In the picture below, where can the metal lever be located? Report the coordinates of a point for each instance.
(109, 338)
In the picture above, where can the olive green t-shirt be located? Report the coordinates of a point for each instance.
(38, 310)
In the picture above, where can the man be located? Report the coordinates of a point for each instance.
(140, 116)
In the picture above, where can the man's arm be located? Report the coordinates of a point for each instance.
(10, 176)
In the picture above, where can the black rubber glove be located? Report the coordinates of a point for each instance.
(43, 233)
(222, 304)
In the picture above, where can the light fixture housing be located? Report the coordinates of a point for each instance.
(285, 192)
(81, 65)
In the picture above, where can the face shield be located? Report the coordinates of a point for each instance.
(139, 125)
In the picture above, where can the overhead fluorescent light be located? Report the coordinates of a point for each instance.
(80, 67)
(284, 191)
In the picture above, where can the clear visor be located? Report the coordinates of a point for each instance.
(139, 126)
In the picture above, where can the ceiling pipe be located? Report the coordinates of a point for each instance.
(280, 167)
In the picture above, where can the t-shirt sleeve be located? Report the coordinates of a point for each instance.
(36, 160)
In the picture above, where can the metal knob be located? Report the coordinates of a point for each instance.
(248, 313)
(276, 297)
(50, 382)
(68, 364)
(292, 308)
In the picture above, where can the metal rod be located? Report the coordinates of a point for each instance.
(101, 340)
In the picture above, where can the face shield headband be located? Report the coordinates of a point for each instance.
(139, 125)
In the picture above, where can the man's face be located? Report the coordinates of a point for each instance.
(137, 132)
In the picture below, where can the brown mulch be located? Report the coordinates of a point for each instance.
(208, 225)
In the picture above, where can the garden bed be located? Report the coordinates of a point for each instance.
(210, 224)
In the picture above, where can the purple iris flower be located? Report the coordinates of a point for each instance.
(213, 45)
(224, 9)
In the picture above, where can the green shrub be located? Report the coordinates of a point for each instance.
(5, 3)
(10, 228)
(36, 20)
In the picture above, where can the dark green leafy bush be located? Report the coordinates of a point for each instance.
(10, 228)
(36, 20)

* * *

▶ [Problem to solve]
Your answer must be the full listing, copied exactly.

▶ [Result for this exercise]
In the picture below, where can the metal lever be located? Report the coordinates of a point for each instance.
(109, 338)
In the picture above, where can the olive green t-shirt be located? Report the coordinates of a point for each instance.
(38, 310)
In the picture above, where can the man be located? Report the coordinates of a point for each instance.
(140, 116)
In the picture above, where can the man's arm be located? Report the coordinates of a point for each instance.
(10, 176)
In the picture above, where can the black rubber glove be located? Report the coordinates of a point for each instance.
(43, 233)
(222, 304)
In the picture above, where can the light fixture housing be located? Report the coordinates of a point for each instance.
(285, 192)
(81, 65)
In the picture above, where can the face shield be located? Report the coordinates of a point for each instance.
(139, 125)
In the picture above, where can the overhead fluorescent light be located? Report the coordinates of a point for each instance.
(80, 67)
(284, 191)
In the picture above, where can the clear visor be located? Report the coordinates of a point for each instance.
(139, 126)
In the picture above, where can the ceiling pipe be located? Report the coordinates of a point for each instance.
(280, 167)
In the picture above, where can the t-shirt sleeve be located? Report the coordinates of a point for each instance.
(36, 160)
In the picture above, where can the metal knob be located? Report the coordinates of a point for each instance.
(248, 313)
(276, 297)
(50, 382)
(68, 364)
(292, 308)
In the picture above, where can the metal rod be located? Report the coordinates of a point for each instance.
(101, 340)
In the picture above, where can the face shield headband be located? Report the coordinates of a point for each instance.
(139, 125)
In the picture above, where can the man's face be located? Report the coordinates of a point for each instance.
(137, 132)
In the picture below, where can the brown mulch be located? Report the coordinates of a point for each instance.
(208, 225)
In the picture above, where can the garden bed be located? Report the coordinates of a point for each instance.
(210, 224)
In the picture above, where can the purple iris flower be located? Report the coordinates of a point for each instance.
(213, 45)
(224, 9)
In the picture above, where can the green shrub be located? Report the coordinates of a point for each instance.
(5, 3)
(10, 228)
(36, 20)
In the picture above, where can the dark green leafy bush be located? Report the coordinates of a point for each instance.
(10, 228)
(36, 20)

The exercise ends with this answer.